SHORT PROBLEM
Identify every line of the material below that contains the word "maple", and copy each such line in full.
start PROVIDED DATA
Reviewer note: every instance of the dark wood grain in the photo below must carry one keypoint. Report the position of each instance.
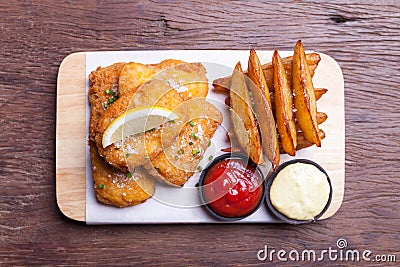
(363, 37)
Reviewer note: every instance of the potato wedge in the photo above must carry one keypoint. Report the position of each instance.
(243, 120)
(262, 102)
(313, 59)
(283, 107)
(319, 92)
(304, 96)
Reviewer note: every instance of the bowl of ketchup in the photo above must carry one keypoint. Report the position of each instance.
(232, 187)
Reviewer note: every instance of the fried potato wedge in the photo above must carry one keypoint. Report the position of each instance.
(244, 123)
(302, 142)
(283, 107)
(304, 96)
(262, 102)
(312, 59)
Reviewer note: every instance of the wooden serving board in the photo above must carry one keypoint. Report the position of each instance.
(71, 130)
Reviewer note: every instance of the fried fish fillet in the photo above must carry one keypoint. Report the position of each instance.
(101, 80)
(177, 163)
(112, 186)
(188, 79)
(137, 149)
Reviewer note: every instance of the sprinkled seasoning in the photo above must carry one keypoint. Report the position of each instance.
(194, 136)
(195, 152)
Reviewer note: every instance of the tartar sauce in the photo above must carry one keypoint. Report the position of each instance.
(300, 191)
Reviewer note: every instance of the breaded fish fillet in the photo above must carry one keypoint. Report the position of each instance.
(177, 163)
(137, 149)
(101, 80)
(116, 188)
(112, 186)
(188, 79)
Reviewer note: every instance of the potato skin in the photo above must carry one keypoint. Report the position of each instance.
(283, 107)
(263, 108)
(304, 96)
(244, 123)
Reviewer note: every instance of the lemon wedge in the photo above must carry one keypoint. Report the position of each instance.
(136, 120)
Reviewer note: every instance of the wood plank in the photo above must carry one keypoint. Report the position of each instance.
(71, 109)
(363, 36)
(71, 137)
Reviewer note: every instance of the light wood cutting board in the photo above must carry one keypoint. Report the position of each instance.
(71, 133)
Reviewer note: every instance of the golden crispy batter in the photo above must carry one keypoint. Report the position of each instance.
(136, 150)
(111, 186)
(101, 80)
(189, 79)
(177, 163)
(116, 188)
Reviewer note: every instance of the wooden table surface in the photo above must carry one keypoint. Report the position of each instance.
(35, 37)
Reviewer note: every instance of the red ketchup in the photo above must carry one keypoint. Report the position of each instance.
(232, 188)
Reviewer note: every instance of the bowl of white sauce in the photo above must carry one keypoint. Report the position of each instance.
(299, 191)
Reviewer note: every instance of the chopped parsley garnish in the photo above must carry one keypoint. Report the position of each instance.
(112, 99)
(194, 136)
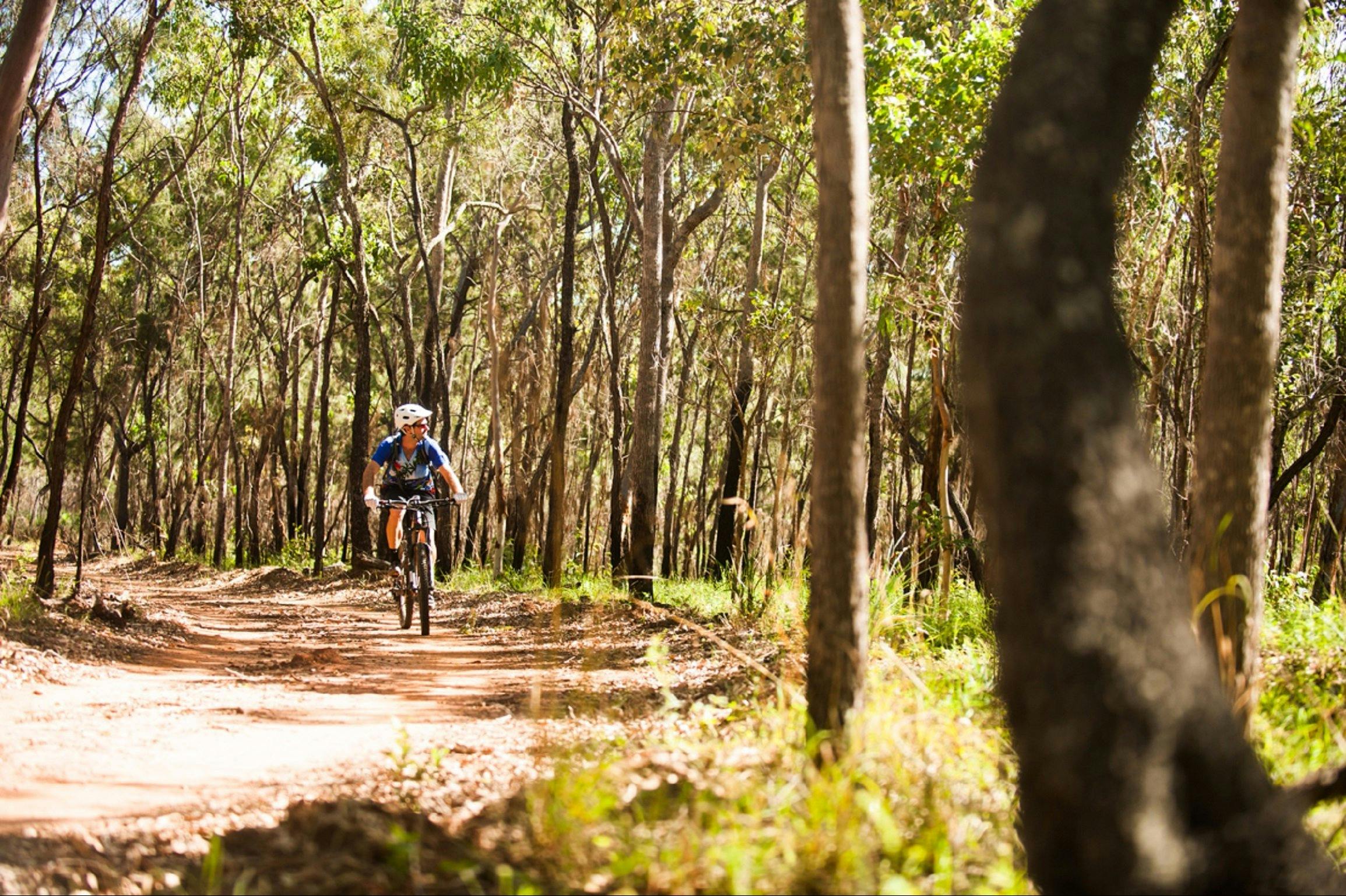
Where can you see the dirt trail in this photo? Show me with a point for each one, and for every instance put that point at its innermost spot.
(262, 688)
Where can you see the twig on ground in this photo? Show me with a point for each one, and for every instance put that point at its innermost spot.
(707, 633)
(1319, 788)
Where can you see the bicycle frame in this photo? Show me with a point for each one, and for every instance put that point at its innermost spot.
(416, 561)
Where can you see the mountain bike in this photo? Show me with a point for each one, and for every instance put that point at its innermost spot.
(416, 583)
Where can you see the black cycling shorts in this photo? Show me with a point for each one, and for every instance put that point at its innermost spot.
(403, 490)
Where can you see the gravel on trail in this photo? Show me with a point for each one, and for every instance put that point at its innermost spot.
(175, 728)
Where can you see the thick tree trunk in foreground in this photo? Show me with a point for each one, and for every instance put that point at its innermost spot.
(1228, 536)
(1134, 775)
(20, 61)
(839, 584)
(45, 580)
(554, 558)
(644, 463)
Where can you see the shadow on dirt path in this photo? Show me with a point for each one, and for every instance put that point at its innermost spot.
(272, 683)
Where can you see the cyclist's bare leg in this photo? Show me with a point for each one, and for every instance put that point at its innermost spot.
(395, 529)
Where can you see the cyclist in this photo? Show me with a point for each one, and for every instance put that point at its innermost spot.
(410, 461)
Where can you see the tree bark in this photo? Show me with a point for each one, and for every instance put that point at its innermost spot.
(325, 439)
(1329, 556)
(1133, 774)
(1233, 434)
(874, 411)
(227, 386)
(644, 465)
(40, 312)
(743, 381)
(839, 583)
(554, 557)
(22, 55)
(45, 579)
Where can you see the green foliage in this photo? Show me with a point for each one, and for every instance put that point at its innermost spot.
(16, 600)
(449, 54)
(929, 84)
(725, 796)
(1301, 718)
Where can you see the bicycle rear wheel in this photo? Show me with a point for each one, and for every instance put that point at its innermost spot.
(423, 584)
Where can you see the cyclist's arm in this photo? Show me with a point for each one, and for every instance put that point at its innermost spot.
(367, 482)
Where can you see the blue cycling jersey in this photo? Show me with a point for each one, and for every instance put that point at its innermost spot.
(417, 469)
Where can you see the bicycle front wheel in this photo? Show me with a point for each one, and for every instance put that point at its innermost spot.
(404, 592)
(423, 584)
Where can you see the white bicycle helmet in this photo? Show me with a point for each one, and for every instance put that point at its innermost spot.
(410, 413)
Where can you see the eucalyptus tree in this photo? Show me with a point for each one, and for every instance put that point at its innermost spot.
(1226, 553)
(45, 576)
(839, 582)
(1134, 774)
(23, 51)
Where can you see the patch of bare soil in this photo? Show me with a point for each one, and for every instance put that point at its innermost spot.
(293, 724)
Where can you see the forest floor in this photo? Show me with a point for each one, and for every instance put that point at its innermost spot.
(192, 705)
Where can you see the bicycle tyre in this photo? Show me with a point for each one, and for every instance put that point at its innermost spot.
(404, 595)
(423, 584)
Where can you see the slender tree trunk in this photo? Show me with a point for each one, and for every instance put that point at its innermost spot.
(1325, 583)
(668, 556)
(22, 54)
(644, 467)
(874, 411)
(40, 312)
(227, 388)
(1233, 434)
(1133, 774)
(325, 432)
(725, 528)
(839, 586)
(46, 574)
(554, 556)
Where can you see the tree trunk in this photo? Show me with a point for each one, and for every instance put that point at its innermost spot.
(874, 411)
(227, 388)
(20, 61)
(839, 582)
(554, 556)
(45, 580)
(325, 432)
(644, 463)
(1325, 583)
(40, 312)
(1133, 774)
(668, 556)
(1233, 432)
(743, 381)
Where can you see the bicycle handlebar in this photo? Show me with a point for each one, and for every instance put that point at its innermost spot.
(424, 502)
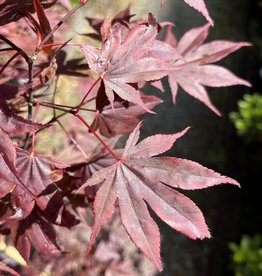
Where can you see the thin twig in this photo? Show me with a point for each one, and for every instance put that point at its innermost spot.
(70, 13)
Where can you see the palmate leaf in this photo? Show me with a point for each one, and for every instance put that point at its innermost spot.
(122, 61)
(138, 178)
(16, 125)
(196, 71)
(123, 119)
(36, 173)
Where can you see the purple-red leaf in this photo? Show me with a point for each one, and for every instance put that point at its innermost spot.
(123, 119)
(37, 172)
(16, 125)
(138, 178)
(120, 61)
(194, 72)
(200, 6)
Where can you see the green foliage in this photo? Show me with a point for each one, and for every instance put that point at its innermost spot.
(247, 256)
(248, 120)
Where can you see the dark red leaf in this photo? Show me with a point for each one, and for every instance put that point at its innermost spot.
(137, 178)
(123, 119)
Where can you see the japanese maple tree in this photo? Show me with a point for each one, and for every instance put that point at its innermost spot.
(85, 174)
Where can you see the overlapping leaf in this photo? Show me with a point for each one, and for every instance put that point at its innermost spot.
(123, 119)
(16, 125)
(195, 73)
(137, 178)
(200, 6)
(122, 61)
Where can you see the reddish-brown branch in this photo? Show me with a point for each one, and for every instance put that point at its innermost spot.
(96, 135)
(87, 93)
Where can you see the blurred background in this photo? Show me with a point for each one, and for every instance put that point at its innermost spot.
(230, 145)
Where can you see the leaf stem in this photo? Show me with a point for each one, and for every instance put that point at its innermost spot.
(70, 13)
(21, 52)
(72, 139)
(33, 136)
(87, 93)
(98, 138)
(8, 62)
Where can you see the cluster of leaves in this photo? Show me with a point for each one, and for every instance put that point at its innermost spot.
(40, 195)
(247, 256)
(248, 120)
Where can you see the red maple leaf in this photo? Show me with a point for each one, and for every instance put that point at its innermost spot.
(196, 71)
(11, 124)
(200, 6)
(123, 119)
(123, 59)
(138, 178)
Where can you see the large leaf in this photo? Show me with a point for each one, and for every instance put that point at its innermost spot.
(123, 119)
(122, 61)
(38, 172)
(138, 177)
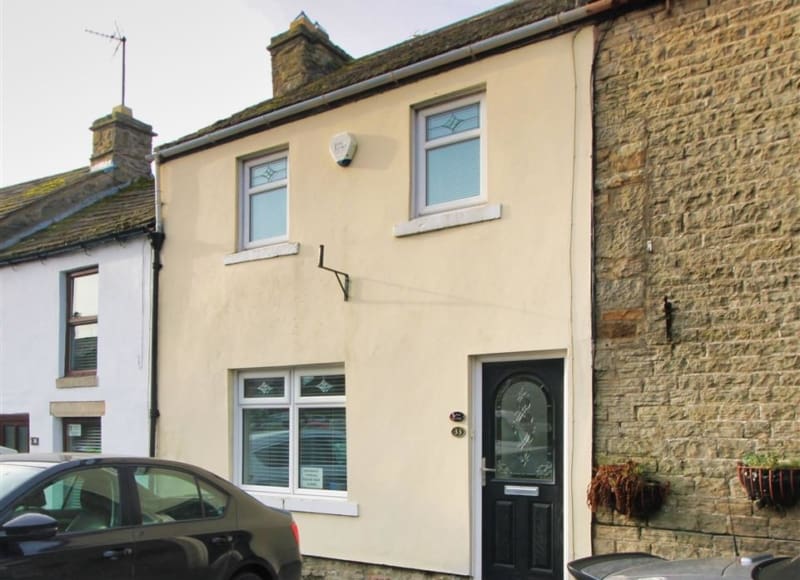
end PROVIDED DATA
CORRECT RESULT
Where can you see the japanese maple tree in this photo? Show me with a point for each one, and for every instance put that point at its innermost spot.
Where can you see the red maple leaf in this photo? Show me with a point for each one, and for every instance put that point at its innermost spot.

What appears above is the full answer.